> **Task directions**:
Only the run of lines from the one containing "point: white plastic" through the last line should be returned, exactly as written.

> **Listing**:
──────────

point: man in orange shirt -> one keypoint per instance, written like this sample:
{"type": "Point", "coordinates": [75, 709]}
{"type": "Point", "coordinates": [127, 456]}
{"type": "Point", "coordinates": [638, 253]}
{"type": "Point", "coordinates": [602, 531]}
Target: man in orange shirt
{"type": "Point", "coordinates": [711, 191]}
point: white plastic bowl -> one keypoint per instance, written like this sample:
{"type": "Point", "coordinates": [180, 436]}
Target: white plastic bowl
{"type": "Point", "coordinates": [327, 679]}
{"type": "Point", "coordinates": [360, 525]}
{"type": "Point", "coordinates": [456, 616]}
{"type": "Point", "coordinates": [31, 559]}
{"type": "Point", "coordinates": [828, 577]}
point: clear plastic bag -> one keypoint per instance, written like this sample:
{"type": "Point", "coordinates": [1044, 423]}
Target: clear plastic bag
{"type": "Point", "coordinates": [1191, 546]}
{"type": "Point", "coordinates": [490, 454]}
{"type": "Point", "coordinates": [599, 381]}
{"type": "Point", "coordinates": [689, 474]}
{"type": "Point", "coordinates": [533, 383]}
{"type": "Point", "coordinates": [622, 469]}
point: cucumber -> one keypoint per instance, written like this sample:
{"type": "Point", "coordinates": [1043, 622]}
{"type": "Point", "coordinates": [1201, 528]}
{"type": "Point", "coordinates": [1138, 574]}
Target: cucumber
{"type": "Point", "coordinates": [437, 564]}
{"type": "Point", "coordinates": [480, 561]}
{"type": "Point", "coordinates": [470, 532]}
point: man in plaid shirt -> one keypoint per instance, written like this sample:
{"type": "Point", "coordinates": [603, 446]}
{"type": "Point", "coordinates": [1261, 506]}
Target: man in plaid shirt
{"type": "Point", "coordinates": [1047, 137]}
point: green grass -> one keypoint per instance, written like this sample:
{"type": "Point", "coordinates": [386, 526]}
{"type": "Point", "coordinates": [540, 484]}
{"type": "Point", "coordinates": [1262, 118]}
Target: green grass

──────────

> **Result of the task**:
point: white plastic bowl -> one keypoint per instance, written like this sample:
{"type": "Point", "coordinates": [180, 436]}
Target: white plastic bowl
{"type": "Point", "coordinates": [327, 679]}
{"type": "Point", "coordinates": [360, 525]}
{"type": "Point", "coordinates": [456, 616]}
{"type": "Point", "coordinates": [31, 559]}
{"type": "Point", "coordinates": [828, 577]}
point: clear plastic bag -> one keypoint per instance, written like this sample:
{"type": "Point", "coordinates": [1044, 423]}
Target: clear plastic bag
{"type": "Point", "coordinates": [1191, 546]}
{"type": "Point", "coordinates": [490, 454]}
{"type": "Point", "coordinates": [599, 381]}
{"type": "Point", "coordinates": [689, 474]}
{"type": "Point", "coordinates": [533, 383]}
{"type": "Point", "coordinates": [622, 469]}
point: cucumber -> one keypoint per instance, written like this sample:
{"type": "Point", "coordinates": [1043, 622]}
{"type": "Point", "coordinates": [1201, 528]}
{"type": "Point", "coordinates": [1138, 574]}
Target: cucumber
{"type": "Point", "coordinates": [437, 564]}
{"type": "Point", "coordinates": [480, 561]}
{"type": "Point", "coordinates": [470, 532]}
point: man in plaid shirt -> one keypoint per instance, written like this sample:
{"type": "Point", "coordinates": [603, 446]}
{"type": "Point", "coordinates": [1261, 506]}
Target: man in plaid shirt
{"type": "Point", "coordinates": [1047, 137]}
point: green grass -> one keypoint per instance, written like this sample:
{"type": "Point", "coordinates": [386, 526]}
{"type": "Point", "coordinates": [540, 484]}
{"type": "Point", "coordinates": [1262, 118]}
Target: green grass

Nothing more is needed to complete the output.